■ **Reading text**:
This is something I am really struggling with i’m hoping to get through it with out alienating all of my loved ones. I have been complaining about this for what seems like too long. I’m almost feeling like a bad person, complaining endlessly about something that maybe happens to some women all the time. I feel so lost and sad that my daughter is having to see me like this. That’s the one thing I feel worst about, how well can she pick up how I’m feeling? How much does a mothers mood affect their 1 year old? She seems happy as ever and she is learning so much I’m nearly baffled that she had made such strides while I feel like I’ve been moving in slow motion.

It’s even harder to be feeling like I have to go through this on my own. Living in Ann Arbor makes finding new friends with children at my age a very difficult task. Most of the other mothers around my age are single and their life style is drastically different. Being a stay at home mom in Ann Arbor is very rare and I really miss having friends to talk to about BS. Sure I have my husband but he has a hard time understanding why I am crying about the broken vacuum.

I’m slowly trying to dig my self out of this deep dark whole, hopefully there is some light at the end of the tunnel and I will learn something from these emotions. When I start to feel normal I can mark this whole week in the calendar and hope to prepare for its arrival some how, that I haven’t quite figured out yet. Writing all of my emotions down here will hopefully rid my body and brain of some of the crap. I already have a life time supply of chocolate, cookies,wine, bubble bath, and candles to soften the blow. I hope that will do the trick other wise I guess ill have to keep faith in myself and try to get lots of exercise. Wish me luck.

Hormones: the silent killer

Hormones.. Where do I even start. As a teenager I never really understood all the drama that our hormones inflicted on us. My friends would talk about the mood swings and the cramps but I got lucky, I didn’t experience much of a change I barely cried very often as it was. I hoped that my luck would last forever, but we all know nothing lasts forever.

■ **Dataset extract**:
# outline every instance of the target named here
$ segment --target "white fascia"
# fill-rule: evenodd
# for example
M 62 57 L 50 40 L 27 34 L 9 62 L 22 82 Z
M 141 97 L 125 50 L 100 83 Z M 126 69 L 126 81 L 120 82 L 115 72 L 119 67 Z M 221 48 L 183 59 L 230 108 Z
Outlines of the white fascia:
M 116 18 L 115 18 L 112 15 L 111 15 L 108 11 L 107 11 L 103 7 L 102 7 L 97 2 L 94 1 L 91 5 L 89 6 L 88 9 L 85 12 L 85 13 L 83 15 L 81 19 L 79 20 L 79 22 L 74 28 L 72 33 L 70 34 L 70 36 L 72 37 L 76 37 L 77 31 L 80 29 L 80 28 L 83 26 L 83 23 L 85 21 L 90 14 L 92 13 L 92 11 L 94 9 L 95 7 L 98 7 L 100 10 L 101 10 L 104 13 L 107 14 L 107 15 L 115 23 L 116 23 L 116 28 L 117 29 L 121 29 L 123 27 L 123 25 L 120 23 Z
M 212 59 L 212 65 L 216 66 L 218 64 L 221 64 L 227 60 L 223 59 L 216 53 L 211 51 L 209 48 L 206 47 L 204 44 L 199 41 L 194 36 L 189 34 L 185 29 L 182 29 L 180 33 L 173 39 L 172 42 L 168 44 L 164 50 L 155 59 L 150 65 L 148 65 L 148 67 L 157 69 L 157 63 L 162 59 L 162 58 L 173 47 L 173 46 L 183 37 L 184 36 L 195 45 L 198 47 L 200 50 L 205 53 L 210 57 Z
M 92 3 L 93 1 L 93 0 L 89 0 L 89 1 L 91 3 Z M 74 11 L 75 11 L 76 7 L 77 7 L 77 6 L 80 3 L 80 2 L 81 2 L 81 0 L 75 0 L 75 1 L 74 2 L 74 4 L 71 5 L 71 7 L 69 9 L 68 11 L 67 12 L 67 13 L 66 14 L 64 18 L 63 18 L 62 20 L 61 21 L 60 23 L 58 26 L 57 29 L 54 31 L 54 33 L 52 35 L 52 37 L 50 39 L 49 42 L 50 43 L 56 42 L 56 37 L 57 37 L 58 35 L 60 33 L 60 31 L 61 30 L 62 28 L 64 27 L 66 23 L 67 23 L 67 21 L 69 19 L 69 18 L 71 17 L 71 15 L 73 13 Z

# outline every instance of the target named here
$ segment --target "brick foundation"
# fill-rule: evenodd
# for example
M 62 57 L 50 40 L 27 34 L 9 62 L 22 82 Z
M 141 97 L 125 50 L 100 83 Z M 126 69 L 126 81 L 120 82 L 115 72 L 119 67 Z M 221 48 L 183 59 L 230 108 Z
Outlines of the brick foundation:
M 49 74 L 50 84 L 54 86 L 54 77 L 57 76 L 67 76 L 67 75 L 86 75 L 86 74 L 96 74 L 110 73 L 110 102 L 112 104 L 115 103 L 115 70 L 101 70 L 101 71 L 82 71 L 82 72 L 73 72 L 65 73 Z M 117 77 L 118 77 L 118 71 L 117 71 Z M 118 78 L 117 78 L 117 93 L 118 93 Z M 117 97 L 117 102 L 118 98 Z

■ **Questions on the material**:
[1] In the piece on motherhood and hormones, which city does the writer say makes it hard to find new friends with children?
[2] Rewrite the paragraph of the piece on motherhood and hormones that begins "It's even harder to be feeling" as a short bulleted list that keeps its main facts.
[3] Write the next part of the piece on motherhood and hormones, starting right after its final sentence.

■ **Results of the tasks**:
[1] Ann Arbor.

[2]
- The writer finds it harder because it feels like going through this alone.
- In Ann Arbor it is very difficult to find new friends of the writer's age who have children.
- Most other mothers around that age are single and live very differently.
- Being a stay-at-home mom in Ann Arbor is very rare, and the writer misses having friends to talk to about BS.
- The writer's husband has a hard time understanding why she is crying about the broken vacuum.

[3]
My luck seemed to start to run out shortly after becoming pregnant. I suddenly found myself like many others unable to control much of anything at all honestly, but most off all unable to control my emotions. My body was experiencing an amount of estrogen it was not used to and I didn’t know how to handle it. I would cry about everything, every little bump along the road was the end of the world and it just got worse the further along my pregnancy got.
After having my daughter I assumed all would go back to normal eventually but apparently my luck had ran out for good. Breastfeeding just kept the enormous amount of estrogen running through my body in full affect. After having breastfed for about 6 months I finally was gaining control of my emotions and starting to feel normal again.
Around my daughters first birthday I got my period again after almost 2 years and it was like I felt better and more normal than ever before. Little did I know this would be short lived soon I was a full fledged teenager with all the things that came along with it. The cramps, mood swings and any other gory symptom you could think of. These symptoms last for almost three weeks out of the month and I get a lousy week or so of normalsy. There’s no telling if my body will ever go back to normal, I’m still breastfeeding so well see.
Through this experience I have gained sympathy for all women and there hormones it seems to me that men don’t cut us enough slack. Hormones really do deserve credit for creating the bitches, psychos and emotional women that many men encounter on a daily basis. I’m lucky enough to have a man who knows that I’m not always crazy and emotional and I don’t really hate him It’s just the hormones taking over my mind, body and soul leaving me with a clouded head and a dirty mouth. Sure there actually are some women that are fully aware of there actions and they deserve no reward for giving women like me a bad rep. The next time your wife or girlfriend flips out about the dirty dishes or left up toilet seat stop to realize she might not actually be mad she’s just hormonal and unfortunately there’s not a damn thing you or her can do about it.